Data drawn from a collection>
· · · ·

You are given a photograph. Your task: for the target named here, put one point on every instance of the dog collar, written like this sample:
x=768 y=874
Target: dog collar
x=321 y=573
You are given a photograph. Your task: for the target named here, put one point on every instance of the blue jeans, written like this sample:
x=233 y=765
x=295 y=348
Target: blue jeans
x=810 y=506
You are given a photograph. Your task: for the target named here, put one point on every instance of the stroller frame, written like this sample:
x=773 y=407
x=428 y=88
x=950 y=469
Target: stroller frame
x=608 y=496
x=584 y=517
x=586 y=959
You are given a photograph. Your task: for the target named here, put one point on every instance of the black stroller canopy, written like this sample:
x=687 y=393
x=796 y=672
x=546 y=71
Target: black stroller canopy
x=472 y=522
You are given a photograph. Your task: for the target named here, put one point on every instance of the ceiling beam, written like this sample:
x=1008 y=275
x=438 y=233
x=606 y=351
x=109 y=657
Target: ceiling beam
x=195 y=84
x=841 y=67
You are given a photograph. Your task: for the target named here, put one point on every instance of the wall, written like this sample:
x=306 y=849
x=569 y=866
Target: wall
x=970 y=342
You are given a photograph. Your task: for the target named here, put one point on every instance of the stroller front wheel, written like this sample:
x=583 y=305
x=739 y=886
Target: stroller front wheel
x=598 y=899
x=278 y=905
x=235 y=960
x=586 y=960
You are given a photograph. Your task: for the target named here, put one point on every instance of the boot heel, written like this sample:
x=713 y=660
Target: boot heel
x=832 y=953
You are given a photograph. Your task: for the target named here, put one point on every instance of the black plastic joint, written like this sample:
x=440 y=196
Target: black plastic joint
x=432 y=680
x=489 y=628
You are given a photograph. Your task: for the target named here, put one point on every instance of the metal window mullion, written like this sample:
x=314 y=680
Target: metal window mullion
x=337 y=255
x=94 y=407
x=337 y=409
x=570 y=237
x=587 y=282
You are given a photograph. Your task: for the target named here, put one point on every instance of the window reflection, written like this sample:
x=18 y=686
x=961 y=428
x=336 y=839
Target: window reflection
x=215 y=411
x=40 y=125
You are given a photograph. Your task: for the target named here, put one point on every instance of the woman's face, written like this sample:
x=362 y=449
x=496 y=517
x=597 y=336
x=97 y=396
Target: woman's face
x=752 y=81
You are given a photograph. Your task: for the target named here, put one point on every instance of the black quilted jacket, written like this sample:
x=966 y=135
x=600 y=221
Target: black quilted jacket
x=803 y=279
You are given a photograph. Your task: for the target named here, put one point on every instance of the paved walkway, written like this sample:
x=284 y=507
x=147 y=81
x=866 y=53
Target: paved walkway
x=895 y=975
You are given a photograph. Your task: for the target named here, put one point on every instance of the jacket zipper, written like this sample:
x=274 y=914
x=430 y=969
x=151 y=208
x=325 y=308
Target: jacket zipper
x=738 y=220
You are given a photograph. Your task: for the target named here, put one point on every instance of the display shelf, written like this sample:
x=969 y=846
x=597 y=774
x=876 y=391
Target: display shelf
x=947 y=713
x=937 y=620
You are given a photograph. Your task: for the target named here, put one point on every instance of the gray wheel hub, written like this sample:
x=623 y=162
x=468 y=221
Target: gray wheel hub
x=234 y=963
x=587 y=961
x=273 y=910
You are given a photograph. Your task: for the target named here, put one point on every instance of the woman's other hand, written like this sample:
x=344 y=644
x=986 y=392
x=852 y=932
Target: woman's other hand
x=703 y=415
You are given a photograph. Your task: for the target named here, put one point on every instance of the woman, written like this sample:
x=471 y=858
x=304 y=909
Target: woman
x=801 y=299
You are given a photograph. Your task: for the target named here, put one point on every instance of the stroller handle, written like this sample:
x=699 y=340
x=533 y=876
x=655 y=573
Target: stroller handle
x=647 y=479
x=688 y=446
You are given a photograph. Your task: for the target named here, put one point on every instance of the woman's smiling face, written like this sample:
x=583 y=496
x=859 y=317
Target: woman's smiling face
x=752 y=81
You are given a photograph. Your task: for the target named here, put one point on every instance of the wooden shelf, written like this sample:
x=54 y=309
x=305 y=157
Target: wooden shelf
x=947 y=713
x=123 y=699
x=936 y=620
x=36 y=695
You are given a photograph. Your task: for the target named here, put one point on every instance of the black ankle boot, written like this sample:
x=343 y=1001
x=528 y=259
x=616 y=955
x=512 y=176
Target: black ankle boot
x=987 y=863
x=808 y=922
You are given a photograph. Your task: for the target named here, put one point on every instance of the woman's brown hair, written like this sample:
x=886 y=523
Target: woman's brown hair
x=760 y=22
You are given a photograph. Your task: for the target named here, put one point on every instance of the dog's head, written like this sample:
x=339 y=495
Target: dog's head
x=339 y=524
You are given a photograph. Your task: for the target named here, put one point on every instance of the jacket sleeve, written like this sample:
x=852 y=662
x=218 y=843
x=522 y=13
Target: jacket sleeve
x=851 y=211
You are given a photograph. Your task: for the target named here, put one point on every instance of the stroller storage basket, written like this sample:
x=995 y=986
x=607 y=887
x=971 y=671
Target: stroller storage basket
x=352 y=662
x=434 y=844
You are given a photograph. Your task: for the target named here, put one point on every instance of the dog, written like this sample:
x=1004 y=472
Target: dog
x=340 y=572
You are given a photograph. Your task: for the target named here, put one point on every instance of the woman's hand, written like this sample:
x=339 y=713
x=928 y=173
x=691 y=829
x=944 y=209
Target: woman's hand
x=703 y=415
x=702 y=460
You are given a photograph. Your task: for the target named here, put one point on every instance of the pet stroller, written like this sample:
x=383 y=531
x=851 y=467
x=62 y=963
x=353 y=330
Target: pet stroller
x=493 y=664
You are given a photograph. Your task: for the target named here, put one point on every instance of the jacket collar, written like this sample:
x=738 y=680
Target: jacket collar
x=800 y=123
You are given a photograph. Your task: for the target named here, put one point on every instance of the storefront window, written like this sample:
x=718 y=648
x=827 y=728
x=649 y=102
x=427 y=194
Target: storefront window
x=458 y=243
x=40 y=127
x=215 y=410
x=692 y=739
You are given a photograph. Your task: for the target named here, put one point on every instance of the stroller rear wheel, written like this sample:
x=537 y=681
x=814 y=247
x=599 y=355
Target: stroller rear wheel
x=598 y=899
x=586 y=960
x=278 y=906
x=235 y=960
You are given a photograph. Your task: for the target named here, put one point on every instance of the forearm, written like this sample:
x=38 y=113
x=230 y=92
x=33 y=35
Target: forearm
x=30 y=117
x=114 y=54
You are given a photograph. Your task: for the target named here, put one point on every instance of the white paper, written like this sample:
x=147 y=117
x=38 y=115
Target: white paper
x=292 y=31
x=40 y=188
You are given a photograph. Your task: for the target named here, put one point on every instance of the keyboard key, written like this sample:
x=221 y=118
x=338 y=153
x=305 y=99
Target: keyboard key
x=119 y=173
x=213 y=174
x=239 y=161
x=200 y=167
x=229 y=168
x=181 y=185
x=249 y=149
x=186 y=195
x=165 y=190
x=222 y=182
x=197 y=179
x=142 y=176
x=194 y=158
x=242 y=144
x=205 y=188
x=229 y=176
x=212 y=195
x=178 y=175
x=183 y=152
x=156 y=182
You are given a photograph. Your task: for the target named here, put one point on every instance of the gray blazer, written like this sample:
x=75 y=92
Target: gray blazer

· · · ·

Format all of the data above as a JSON list of strings, one string per line, leaving out any blank lines.

[
  "You are given a photograph. Your task: for the target named here, put one point on every instance of the dog collar, written like this sample:",
  "x=768 y=874",
  "Target: dog collar",
  "x=321 y=573",
  "You are given a photograph. Your task: for the target named here, put one point on every instance of the blue jeans, written like this sample:",
  "x=233 y=765",
  "x=295 y=348",
  "Target: blue jeans",
  "x=810 y=506",
  "You are given a photograph. Your task: for the target named here, put one point on every instance of the stroller frame, written like this sample:",
  "x=773 y=407",
  "x=428 y=88",
  "x=950 y=469",
  "Target: stroller frame",
  "x=608 y=496",
  "x=584 y=517",
  "x=586 y=959",
  "You are given a photograph. Your task: for the target named here, put one point on every instance of the black stroller canopy, written like this sample:",
  "x=687 y=393",
  "x=796 y=672",
  "x=546 y=71",
  "Target: black stroller canopy",
  "x=472 y=522",
  "You are given a photograph. Your task: for the target named here, put one point on every instance of the ceiling beam, written like this sample:",
  "x=1008 y=275",
  "x=438 y=233",
  "x=606 y=351",
  "x=109 y=657",
  "Target: ceiling beam",
  "x=195 y=84",
  "x=841 y=67",
  "You are given a photograph. Your task: for the target named here, put one point on every instance of the wall, written like this sample:",
  "x=306 y=849",
  "x=569 y=866",
  "Target: wall",
  "x=970 y=342",
  "You are given a photograph. Your task: for the target named here, put one point on every instance of the stroller front wheel, written like this sample:",
  "x=583 y=305",
  "x=739 y=886",
  "Target: stroller front wheel",
  "x=598 y=899",
  "x=278 y=905",
  "x=235 y=960",
  "x=586 y=960",
  "You are given a photograph. Your task: for the target named here, put one point on every instance of the boot heel, written like this sample:",
  "x=713 y=660",
  "Target: boot heel",
  "x=832 y=953",
  "You are given a photograph. Your task: for the target named here, put one point on every instance of the black plastic joint, written like this sample:",
  "x=440 y=196",
  "Target: black plastic joint",
  "x=432 y=680",
  "x=489 y=628",
  "You are given a photograph. Your task: for the target named here, put one point on every instance of the metal window mullion, written like this sample:",
  "x=314 y=680",
  "Target: metal window mullion",
  "x=337 y=255",
  "x=94 y=407",
  "x=337 y=409",
  "x=570 y=237",
  "x=587 y=282",
  "You are given a photograph. Your task: for the target named here, put one point on every instance of the window reflection, written like this sample:",
  "x=18 y=686",
  "x=961 y=428",
  "x=336 y=839",
  "Target: window reflection",
  "x=215 y=411",
  "x=40 y=125",
  "You are given a photograph. Your task: for the target named here, put one point on every instance of the woman's face, written like this sample:",
  "x=362 y=449",
  "x=496 y=517",
  "x=597 y=336",
  "x=97 y=396",
  "Target: woman's face",
  "x=752 y=81",
  "You are given a photograph. Your task: for the target named here, put one point on every instance of the black quilted jacket, written like this sample:",
  "x=966 y=135",
  "x=600 y=221",
  "Target: black quilted jacket",
  "x=803 y=279",
  "You are given a photograph. Your task: for the target named here, put one point on every instance of the paved walkway, written like this sample:",
  "x=284 y=507",
  "x=147 y=81",
  "x=866 y=53",
  "Target: paved walkway",
  "x=895 y=975",
  "You are given a photograph. Your task: for the target named here, put one point on every instance of the jacket zipper, written like this sample:",
  "x=274 y=914",
  "x=430 y=969",
  "x=151 y=208",
  "x=325 y=308",
  "Target: jacket zipper",
  "x=738 y=220",
  "You are given a photograph. Your task: for the target named here, put one point on every instance of the display shelf, written like this sample:",
  "x=969 y=846",
  "x=597 y=774",
  "x=876 y=391",
  "Target: display shelf",
  "x=947 y=713",
  "x=937 y=620",
  "You are given a photograph. Your task: for the target named here, put one point on every instance of the gray wheel hub, written like this sample:",
  "x=623 y=162",
  "x=468 y=221",
  "Target: gray wheel hub",
  "x=234 y=963",
  "x=587 y=961",
  "x=273 y=910",
  "You are given a photograph. Your task: for the target named here, put one point on every instance of the woman's other hand, written like this sample:",
  "x=344 y=644",
  "x=986 y=392",
  "x=852 y=932",
  "Target: woman's other hand",
  "x=703 y=415",
  "You are given a photograph. Your task: for the target named here, put one point on every instance of the woman, written like this sample:",
  "x=471 y=858",
  "x=304 y=909",
  "Target: woman",
  "x=801 y=299",
  "You are given a photograph. Your task: for the target named here, put one point on every instance of the stroller handle, written like this sample:",
  "x=699 y=340",
  "x=533 y=876",
  "x=655 y=573",
  "Target: stroller handle",
  "x=647 y=479",
  "x=688 y=446",
  "You are given a photograph. Your task: for the target named here, put one point on every instance of the woman's smiling face, written like this sample:",
  "x=583 y=496",
  "x=859 y=317",
  "Target: woman's smiling face",
  "x=752 y=81",
  "You are given a photograph. Your task: for the target named here, put one point on every instance of the wooden shelf, written like this sample:",
  "x=54 y=309",
  "x=305 y=157",
  "Target: wooden shelf",
  "x=947 y=713",
  "x=123 y=699",
  "x=936 y=620",
  "x=36 y=695",
  "You are given a photograph. Your task: for the target named here, put one point on every instance of the black ankle boot, written like this sample:",
  "x=343 y=1001",
  "x=528 y=259",
  "x=616 y=955",
  "x=512 y=176",
  "Target: black ankle boot",
  "x=987 y=863",
  "x=808 y=922",
  "You are given a photograph. Your task: for the target named here, put one point on every instance of the woman's brown hair, written like this sample:",
  "x=886 y=523",
  "Target: woman's brown hair",
  "x=760 y=22",
  "You are given a photograph. Your task: for the target named here, put one point on every instance of the dog's head, written like this sample:",
  "x=339 y=495",
  "Target: dog's head",
  "x=339 y=524",
  "You are given a photograph. Your task: for the target named here, put one point on every instance of the jacket sleeve, written like this sample:",
  "x=852 y=662",
  "x=218 y=843",
  "x=522 y=13",
  "Target: jacket sleeve",
  "x=851 y=211",
  "You are given a photograph. Your task: for the target named here, put one point on every instance of the stroller storage basket, written like this sample:",
  "x=995 y=986",
  "x=607 y=887",
  "x=971 y=671",
  "Target: stroller storage basket",
  "x=352 y=662",
  "x=434 y=844",
  "You are given a photograph. Your task: for the target named here, put one point on every instance of the dog, written like this sample:",
  "x=1004 y=472",
  "Target: dog",
  "x=340 y=572",
  "You are given a photograph. Your task: for the target named here, put one point on every instance of the woman's hand, written like this sample:",
  "x=339 y=713",
  "x=928 y=173",
  "x=691 y=829",
  "x=944 y=209",
  "Target: woman's hand",
  "x=703 y=415",
  "x=702 y=460",
  "You are given a photograph. Your task: for the target named here, put one point on every instance of the pet stroller, written like this sample:",
  "x=383 y=531",
  "x=851 y=467",
  "x=62 y=963",
  "x=353 y=330",
  "Target: pet stroller",
  "x=493 y=664",
  "You are given a photograph. Your task: for the target named here, put one point on every instance of the jacket collar, written like this sample:",
  "x=738 y=680",
  "Target: jacket collar",
  "x=800 y=123",
  "You are given a photograph. Your task: for the target named here, put one point on every instance of the storefront window, written like this sample:",
  "x=718 y=648",
  "x=827 y=728",
  "x=649 y=102",
  "x=427 y=194",
  "Target: storefront window",
  "x=458 y=243",
  "x=40 y=127",
  "x=215 y=410",
  "x=692 y=739",
  "You are given a photograph. Your task: for the target named here, put one point on every instance of the stroller rear wheel, written like this sample:",
  "x=537 y=681",
  "x=814 y=247",
  "x=599 y=355",
  "Target: stroller rear wheel",
  "x=598 y=899",
  "x=586 y=960",
  "x=278 y=906",
  "x=235 y=960",
  "You are given a photograph. Your task: for the target named here, put one point on every instance of the forearm, written like this sample:",
  "x=38 y=113",
  "x=230 y=92",
  "x=33 y=35",
  "Target: forearm",
  "x=30 y=117",
  "x=114 y=54",
  "You are given a photograph. Your task: for the target named here, put one point on every instance of the white paper, written like this sample:",
  "x=147 y=117",
  "x=38 y=115",
  "Target: white paper",
  "x=292 y=31",
  "x=40 y=188",
  "You are given a photograph. Your task: for the target named here, put one point on every instance of the keyboard key, written like this sample:",
  "x=221 y=118",
  "x=338 y=153",
  "x=305 y=99",
  "Target: keyboard key",
  "x=119 y=173",
  "x=213 y=174",
  "x=239 y=161",
  "x=200 y=167",
  "x=229 y=168",
  "x=181 y=185",
  "x=249 y=149",
  "x=186 y=195",
  "x=165 y=190",
  "x=222 y=182",
  "x=197 y=179",
  "x=142 y=176",
  "x=194 y=158",
  "x=242 y=144",
  "x=205 y=188",
  "x=229 y=176",
  "x=212 y=195",
  "x=178 y=175",
  "x=183 y=152",
  "x=156 y=182",
  "You are given a photograph. Your task: for the target named here, put one point on every instance of the gray blazer, written like this sample:",
  "x=75 y=92",
  "Target: gray blazer"
]